Required work:
Reproduce the passage of the PFAS treatment article that starts with "Desktop evaluation involves" and goes on through "all evaluation methods.", without changing a word.

Page extract:
PFAS treatment evaluation methods: Which one to select?

Based on the recent fifth Unregulated Contaminant Monitoring Rule (UCMR5) results published in June 2025, 12.0% of public water systems nationwide have average PFOA and PFOS concentrations in drinking water exceeding the proposed maximum contaminant levels. Many of these water systems will need to install PFAS treatment processes to meet upcoming compliance requirements.

Alternative evaluation is a paramount initial step to PFAS treatment implementation. Alternative evaluation methodologies fall into three main categories: desktop evaluation, bench-scale testing, and piloting. Each evaluation method has its advantages and drawbacks.

Desktop evaluation for PFAS treatment design

Desktop evaluation involves literature review, analysis of operation and performance data from similar applications, and sometimes numerical modeling. Obtaining adequate, well-documented data for similar applications with comparable PFAS occurrence levels, background water quality, and system design criteria is challenging, thus rendering results the least accurate among all evaluation methods.

Collected material:

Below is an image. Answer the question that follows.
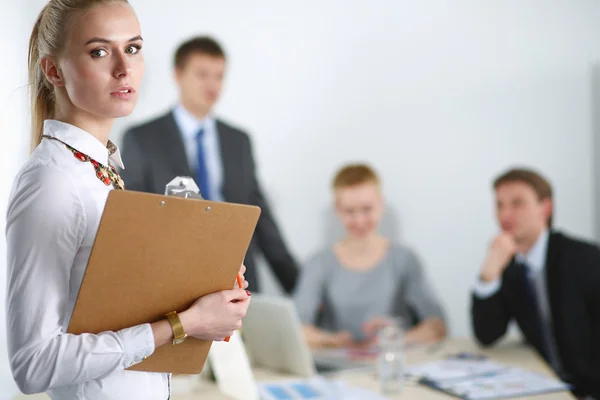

Written reply:
Desktop evaluation involves literature review, analysis of operation and performance data from similar applications, and sometimes numerical modeling. Obtaining adequate, well-documented data for similar applications with comparable PFAS occurrence levels, background water quality, and system design criteria is challenging, thus rendering results the least accurate among all evaluation methods.